Text section:
======
Innovative technologies to ensure welfare

09-12-2022 | |
Appropriate choice of technology with correct application to measure animal welfare is critical to successful animal health and welfare. Photo: Canva
Appropriate choice of technology with correct application to measure animal welfare is critical to successful animal health and welfare. Photo: Canva

Farmers need reliable and affordable technologies to assist them in daily management tasks and to guarantee accurate and continuous individual animal monitoring and increase the farmer’s ability to keep contact with individual animals to prevent health, welfare and management issues.

The increasing world population has led to a rapid intensification in dairy production systems. This has affected animal health and welfare, although in recent years consumers have become more concerned about the welfare, health and living conditions of farm animals.

We are living in the 4th technological and industrial revolution era (i.e., technology 4.0) which is about using cyber-physical systems, wireless communication and technology.

Technological advancements are used to control the integration of communication systems, increase production efficiency, lower operational costs and provide reliable and accurate tools for monitoring dairy cattle health and welfare.

Welfare assessment

The first step towards improving dairy cattle welfare is accurate and frequent assessment using a reliable tool such as the Welfare Quality protocol. In addition, there are several proposed approaches for the scientific assessment of dairy cattle welfare, such as the feelings-based approach, natural living, and the five freedoms, with each tending to emphasise different measurements.

However, in modern dairy cattle production systems, farmers need reliable and affordable technologies to assist them in daily management tasks and to guarantee accurate and continuous individual animal monitoring and increase the farmer’s ability to keep contact with individual animals to prevent health, welfare and management issues.

Upcoming technologies

There is growing interest in detecting animal behaviour and body postures through the application of technology that enables remote communication, welfare assessment and behavioural pattern recognition. Appropriate choice of technology with the correct application to measure animal welfare is critical in the successful automation of animal health and welfare monitoring.

Emerging technologies with potential in the dairy industry include near-infrared spectroscopy, machine vision, 5G technology, cloud computing, biosensors, augmented reality, artificial intelligence, and the Internet of Things.

Near-infrared spectroscopy

Near-infrared spectroscopy is a multi-analytical technology that applies the infrared region of the electromagnetic spectrum (from 800 nm to 2,500 nm) to explore the physio-chemical characteristics of samples. Near-infrared spectroscopy is a rapid, non-destructive, precise and cost-effective technology for feed analysis. This technology can be applied on-farm for precision feeding systems to provide the right amount of daily nutrients with fewer metabolic alterations.
======
Short exercise: Please copy everything from "09-12-2022 | |" down to "of farm animals." in the dairy welfare technology article, word for word.

Entries provided:
======
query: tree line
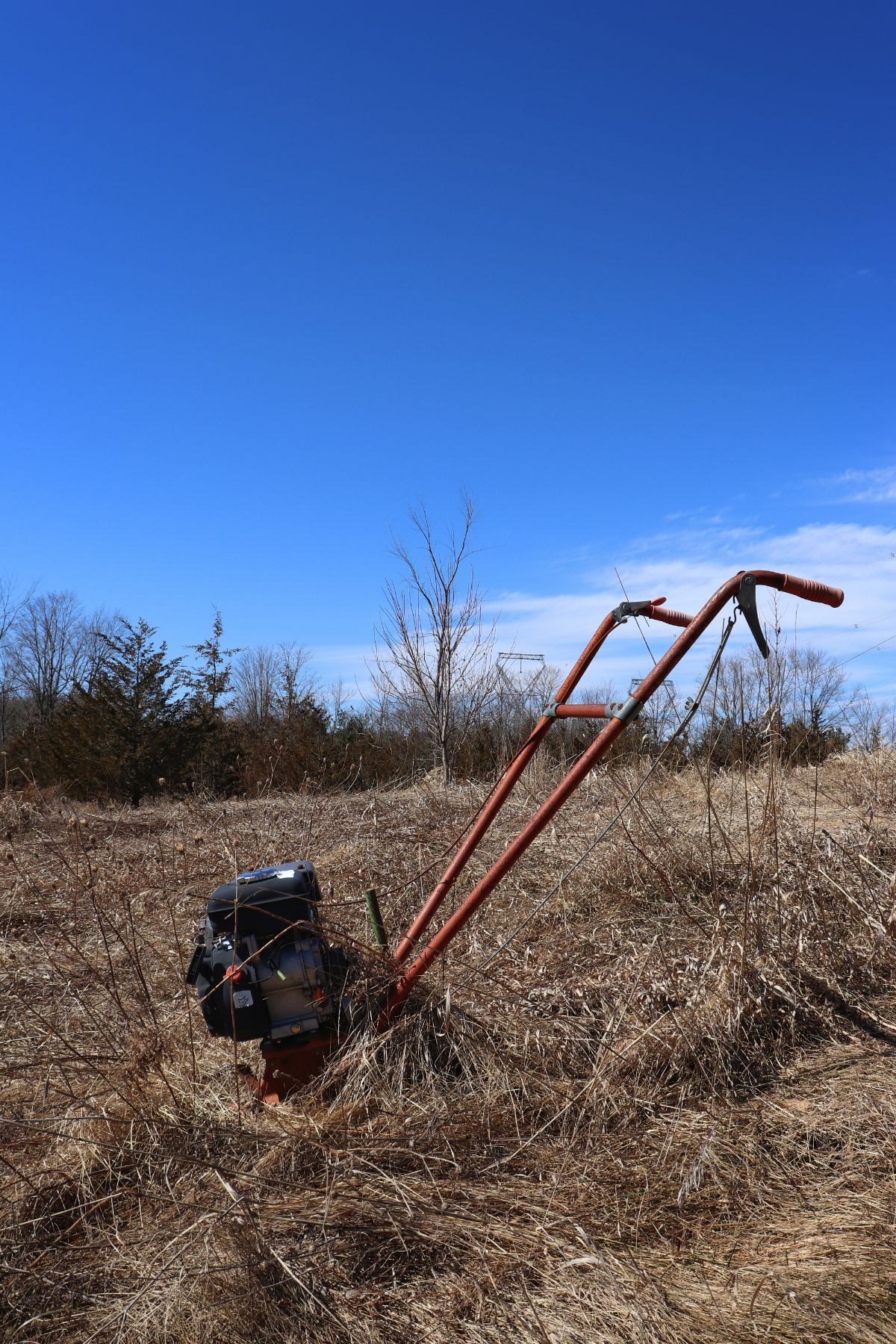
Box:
======
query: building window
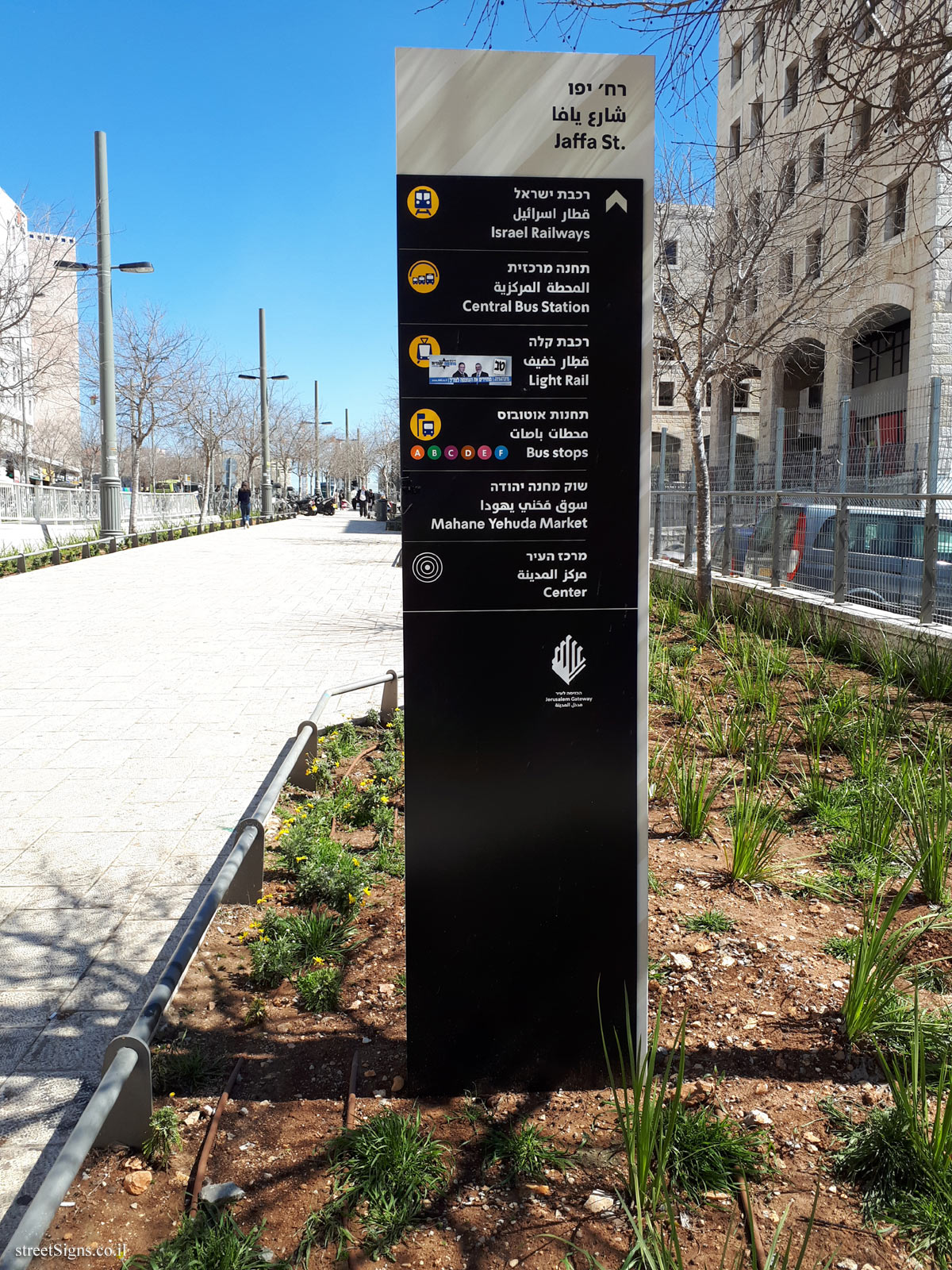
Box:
======
Reply:
09-12-2022 | |
Appropriate choice of technology with correct application to measure animal welfare is critical to successful animal health and welfare. Photo: Canva
Appropriate choice of technology with correct application to measure animal welfare is critical to successful animal health and welfare. Photo: Canva

Farmers need reliable and affordable technologies to assist them in daily management tasks and to guarantee accurate and continuous individual animal monitoring and increase the farmer’s ability to keep contact with individual animals to prevent health, welfare and management issues.

The increasing world population has led to a rapid intensification in dairy production systems. This has affected animal health and welfare, although in recent years consumers have become more concerned about the welfare, health and living conditions of farm animals.